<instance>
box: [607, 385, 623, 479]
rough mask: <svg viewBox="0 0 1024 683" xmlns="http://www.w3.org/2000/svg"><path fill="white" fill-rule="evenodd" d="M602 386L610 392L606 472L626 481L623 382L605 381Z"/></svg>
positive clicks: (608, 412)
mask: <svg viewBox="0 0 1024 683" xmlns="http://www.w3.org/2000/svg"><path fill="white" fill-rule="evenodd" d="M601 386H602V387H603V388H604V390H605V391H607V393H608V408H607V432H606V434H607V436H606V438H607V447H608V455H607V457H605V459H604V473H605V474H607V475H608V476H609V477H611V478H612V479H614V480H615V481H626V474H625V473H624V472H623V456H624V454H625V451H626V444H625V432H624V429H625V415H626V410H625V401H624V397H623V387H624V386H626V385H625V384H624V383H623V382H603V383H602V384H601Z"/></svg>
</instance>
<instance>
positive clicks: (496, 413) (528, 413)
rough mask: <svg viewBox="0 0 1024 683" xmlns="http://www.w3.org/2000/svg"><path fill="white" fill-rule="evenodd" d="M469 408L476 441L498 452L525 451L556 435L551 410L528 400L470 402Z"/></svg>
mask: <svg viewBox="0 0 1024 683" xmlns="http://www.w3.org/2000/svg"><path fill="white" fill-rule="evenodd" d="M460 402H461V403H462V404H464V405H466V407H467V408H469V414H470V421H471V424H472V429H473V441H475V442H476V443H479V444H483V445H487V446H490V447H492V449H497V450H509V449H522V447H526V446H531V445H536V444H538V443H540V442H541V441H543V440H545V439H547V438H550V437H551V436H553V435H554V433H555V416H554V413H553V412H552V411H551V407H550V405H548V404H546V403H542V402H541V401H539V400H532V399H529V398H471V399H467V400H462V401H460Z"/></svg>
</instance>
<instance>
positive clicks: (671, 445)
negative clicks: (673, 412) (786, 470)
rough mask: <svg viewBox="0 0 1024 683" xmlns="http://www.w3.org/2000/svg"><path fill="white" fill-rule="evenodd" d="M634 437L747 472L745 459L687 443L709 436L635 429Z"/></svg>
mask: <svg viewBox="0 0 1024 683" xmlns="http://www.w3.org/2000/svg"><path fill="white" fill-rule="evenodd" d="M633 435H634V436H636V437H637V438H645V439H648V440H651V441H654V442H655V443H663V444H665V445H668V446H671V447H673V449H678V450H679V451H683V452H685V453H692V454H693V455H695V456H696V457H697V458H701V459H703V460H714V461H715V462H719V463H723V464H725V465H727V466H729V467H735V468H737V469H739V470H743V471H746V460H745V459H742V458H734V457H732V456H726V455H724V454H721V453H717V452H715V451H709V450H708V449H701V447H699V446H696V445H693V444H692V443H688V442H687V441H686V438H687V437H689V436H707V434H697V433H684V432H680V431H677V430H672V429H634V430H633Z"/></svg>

● What is expected
Taking the material above, extract exactly and only the lines from the line with "positive clicks: (671, 445)" to the line with "negative clicks: (673, 412) (786, 470)", inclusive of both.

● Response to the task
positive clicks: (671, 445)
negative clicks: (673, 412) (786, 470)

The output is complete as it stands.